Aim of the exercise:
Where a line of the material includes the string "face", copy that line.

--

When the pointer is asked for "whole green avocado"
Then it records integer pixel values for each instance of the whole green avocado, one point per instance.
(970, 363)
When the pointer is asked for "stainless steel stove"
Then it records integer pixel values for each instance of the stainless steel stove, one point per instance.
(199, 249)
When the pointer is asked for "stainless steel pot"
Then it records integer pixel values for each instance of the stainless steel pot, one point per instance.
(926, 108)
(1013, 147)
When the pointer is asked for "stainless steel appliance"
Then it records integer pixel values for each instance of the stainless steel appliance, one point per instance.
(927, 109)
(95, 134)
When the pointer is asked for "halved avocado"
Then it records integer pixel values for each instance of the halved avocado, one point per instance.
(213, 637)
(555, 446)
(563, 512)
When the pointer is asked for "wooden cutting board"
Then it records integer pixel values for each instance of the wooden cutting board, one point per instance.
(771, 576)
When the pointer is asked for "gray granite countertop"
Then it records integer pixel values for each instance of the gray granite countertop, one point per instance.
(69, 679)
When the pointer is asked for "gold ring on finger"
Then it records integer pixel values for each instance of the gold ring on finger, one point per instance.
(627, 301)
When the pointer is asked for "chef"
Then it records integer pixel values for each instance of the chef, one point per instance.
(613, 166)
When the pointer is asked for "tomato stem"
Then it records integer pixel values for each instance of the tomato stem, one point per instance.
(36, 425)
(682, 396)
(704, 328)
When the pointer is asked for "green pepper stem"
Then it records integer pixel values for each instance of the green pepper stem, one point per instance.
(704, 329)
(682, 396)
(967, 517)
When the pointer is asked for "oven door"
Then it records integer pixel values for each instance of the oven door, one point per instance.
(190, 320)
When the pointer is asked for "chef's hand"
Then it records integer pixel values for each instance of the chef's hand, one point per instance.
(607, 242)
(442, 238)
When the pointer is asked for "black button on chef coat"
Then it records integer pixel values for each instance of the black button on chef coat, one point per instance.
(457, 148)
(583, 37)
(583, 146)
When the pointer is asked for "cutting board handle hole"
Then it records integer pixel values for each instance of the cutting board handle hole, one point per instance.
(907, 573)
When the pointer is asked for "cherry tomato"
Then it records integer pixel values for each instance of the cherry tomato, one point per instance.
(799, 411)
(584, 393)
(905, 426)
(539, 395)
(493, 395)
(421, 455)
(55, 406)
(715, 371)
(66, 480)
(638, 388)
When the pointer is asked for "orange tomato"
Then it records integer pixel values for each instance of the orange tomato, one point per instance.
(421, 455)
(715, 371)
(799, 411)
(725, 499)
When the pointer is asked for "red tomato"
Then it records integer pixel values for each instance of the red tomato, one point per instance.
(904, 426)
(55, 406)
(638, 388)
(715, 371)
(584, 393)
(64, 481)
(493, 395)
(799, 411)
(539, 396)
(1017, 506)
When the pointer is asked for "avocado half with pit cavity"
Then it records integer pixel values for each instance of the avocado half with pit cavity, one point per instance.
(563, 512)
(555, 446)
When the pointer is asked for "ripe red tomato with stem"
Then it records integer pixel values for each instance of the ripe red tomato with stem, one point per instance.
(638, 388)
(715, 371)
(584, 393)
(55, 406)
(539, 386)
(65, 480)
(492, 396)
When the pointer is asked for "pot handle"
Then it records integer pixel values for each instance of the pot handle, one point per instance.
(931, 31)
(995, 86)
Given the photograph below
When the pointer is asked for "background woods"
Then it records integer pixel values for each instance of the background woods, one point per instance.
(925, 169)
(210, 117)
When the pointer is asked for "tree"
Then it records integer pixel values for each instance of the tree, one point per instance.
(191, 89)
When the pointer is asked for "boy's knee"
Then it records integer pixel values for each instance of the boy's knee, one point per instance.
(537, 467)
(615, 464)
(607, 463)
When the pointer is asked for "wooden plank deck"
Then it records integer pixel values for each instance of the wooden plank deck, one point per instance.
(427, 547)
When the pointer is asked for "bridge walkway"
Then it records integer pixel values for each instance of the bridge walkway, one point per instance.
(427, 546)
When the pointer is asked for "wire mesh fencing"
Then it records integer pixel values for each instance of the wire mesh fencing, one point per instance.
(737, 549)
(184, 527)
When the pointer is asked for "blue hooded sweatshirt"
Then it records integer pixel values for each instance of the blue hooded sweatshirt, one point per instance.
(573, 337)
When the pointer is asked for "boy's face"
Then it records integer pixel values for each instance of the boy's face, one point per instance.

--

Solved exercise:
When the pointer is asked for "boy's face"
Then it records integer pixel values for each instance of the boy's face, one point per instance.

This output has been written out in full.